▸ **WHAT IS EXPECTED**:
Recast every line of the data below as a JSON list of strings, one string per line, leaving out blank lines.
** Start of THE INPUT **
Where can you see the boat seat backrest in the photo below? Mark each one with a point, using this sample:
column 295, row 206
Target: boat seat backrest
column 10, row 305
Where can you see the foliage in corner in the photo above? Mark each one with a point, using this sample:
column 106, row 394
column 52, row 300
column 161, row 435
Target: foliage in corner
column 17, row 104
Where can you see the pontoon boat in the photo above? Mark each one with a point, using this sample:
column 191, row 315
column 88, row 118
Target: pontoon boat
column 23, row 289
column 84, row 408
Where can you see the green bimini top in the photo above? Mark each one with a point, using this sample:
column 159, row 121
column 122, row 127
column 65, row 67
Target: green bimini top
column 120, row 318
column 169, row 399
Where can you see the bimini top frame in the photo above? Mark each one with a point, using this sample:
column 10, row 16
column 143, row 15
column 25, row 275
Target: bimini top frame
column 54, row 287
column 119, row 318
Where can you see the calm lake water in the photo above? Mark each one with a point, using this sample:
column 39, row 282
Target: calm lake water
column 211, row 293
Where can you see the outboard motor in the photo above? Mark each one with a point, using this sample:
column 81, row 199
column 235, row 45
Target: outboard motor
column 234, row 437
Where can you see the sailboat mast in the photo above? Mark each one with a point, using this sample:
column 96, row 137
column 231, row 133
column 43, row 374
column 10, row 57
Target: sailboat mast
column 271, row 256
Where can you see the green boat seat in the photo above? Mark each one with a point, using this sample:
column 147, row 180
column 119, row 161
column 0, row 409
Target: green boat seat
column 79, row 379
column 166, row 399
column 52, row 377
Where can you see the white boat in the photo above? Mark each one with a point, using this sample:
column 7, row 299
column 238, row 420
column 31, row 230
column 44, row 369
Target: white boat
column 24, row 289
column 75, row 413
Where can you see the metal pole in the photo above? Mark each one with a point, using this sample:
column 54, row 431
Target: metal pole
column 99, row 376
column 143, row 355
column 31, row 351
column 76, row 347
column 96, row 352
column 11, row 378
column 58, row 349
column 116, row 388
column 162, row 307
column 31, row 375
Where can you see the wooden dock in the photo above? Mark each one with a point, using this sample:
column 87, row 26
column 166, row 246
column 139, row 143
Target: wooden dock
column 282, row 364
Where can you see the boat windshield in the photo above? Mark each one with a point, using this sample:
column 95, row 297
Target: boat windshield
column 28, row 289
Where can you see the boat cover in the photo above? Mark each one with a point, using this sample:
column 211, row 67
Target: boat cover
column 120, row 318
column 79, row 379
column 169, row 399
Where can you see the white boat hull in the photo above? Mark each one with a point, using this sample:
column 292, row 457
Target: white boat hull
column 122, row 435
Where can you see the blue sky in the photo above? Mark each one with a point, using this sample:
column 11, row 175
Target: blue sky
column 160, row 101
** End of THE INPUT **
▸ **TASK RESULT**:
[
  "Where can you see the boat seat backrest in the photo below? Mark each one with a point, using this sample:",
  "column 295, row 206",
  "Target: boat seat backrest",
  "column 10, row 305",
  "Where can you see the foliage in corner in the photo above? Mark each one with a point, using this sample:",
  "column 106, row 394",
  "column 52, row 300",
  "column 161, row 435",
  "Target: foliage in corner",
  "column 17, row 104",
  "Where can you see the pontoon boat in the photo above? Mark each one with a point, using this sample:",
  "column 191, row 315",
  "column 88, row 118",
  "Target: pontoon boat",
  "column 23, row 289",
  "column 84, row 408",
  "Where can you see the green bimini top in the photo above? Mark each one with a point, using this sample:",
  "column 159, row 121",
  "column 122, row 127",
  "column 65, row 67",
  "Target: green bimini top",
  "column 120, row 318",
  "column 169, row 399",
  "Where can you see the bimini top frame in the photo above? Mark each one with a point, using this sample:",
  "column 10, row 16",
  "column 143, row 15",
  "column 25, row 275",
  "Target: bimini top frame",
  "column 54, row 287",
  "column 119, row 318",
  "Where can you see the calm lake water in the photo above? Mark each one with a point, using this sample:",
  "column 39, row 282",
  "Target: calm lake water",
  "column 211, row 293",
  "Where can you see the outboard motor in the photo above? Mark each one with a point, using this sample:",
  "column 81, row 199",
  "column 235, row 45",
  "Target: outboard motor",
  "column 234, row 437",
  "Where can you see the sailboat mast in the photo above? Mark each one with a point, using this sample:",
  "column 96, row 137",
  "column 231, row 133",
  "column 43, row 374",
  "column 10, row 57",
  "Target: sailboat mast",
  "column 271, row 256",
  "Where can you see the green boat seat in the photo above? Mark each one with a point, using this sample:",
  "column 147, row 180",
  "column 119, row 161",
  "column 0, row 409",
  "Target: green boat seat",
  "column 79, row 379",
  "column 166, row 399",
  "column 52, row 377",
  "Where can you see the white boat in the photo above? Mark each one with a point, using this sample:",
  "column 7, row 299",
  "column 238, row 420",
  "column 31, row 230",
  "column 44, row 369",
  "Target: white boat",
  "column 24, row 289",
  "column 75, row 413",
  "Where can you see the metal pole in the photo above? Mark each one with a point, using this sample:",
  "column 54, row 431",
  "Target: metal pole",
  "column 99, row 376",
  "column 143, row 355",
  "column 31, row 351",
  "column 76, row 347",
  "column 96, row 352",
  "column 11, row 378",
  "column 58, row 349",
  "column 116, row 388",
  "column 162, row 307",
  "column 31, row 375",
  "Where can you see the wooden dock in the photo above? Mark each one with a point, using this sample:",
  "column 87, row 26",
  "column 166, row 246",
  "column 139, row 143",
  "Target: wooden dock",
  "column 282, row 364",
  "Where can you see the boat windshield in the photo above? Mark each one with a point, using this sample:",
  "column 95, row 297",
  "Target: boat windshield",
  "column 28, row 289",
  "Where can you see the boat cover in the photo above? Mark each one with a point, using this sample:",
  "column 211, row 67",
  "Target: boat cover",
  "column 120, row 318",
  "column 79, row 379",
  "column 169, row 399",
  "Where can you see the white boat hull in the photo above? Mark each one with a point, using this sample:",
  "column 292, row 457",
  "Target: white boat hull",
  "column 122, row 435",
  "Where can you see the blue sky in the photo above? Mark each one with a point, using this sample:",
  "column 11, row 175",
  "Target: blue sky",
  "column 160, row 101"
]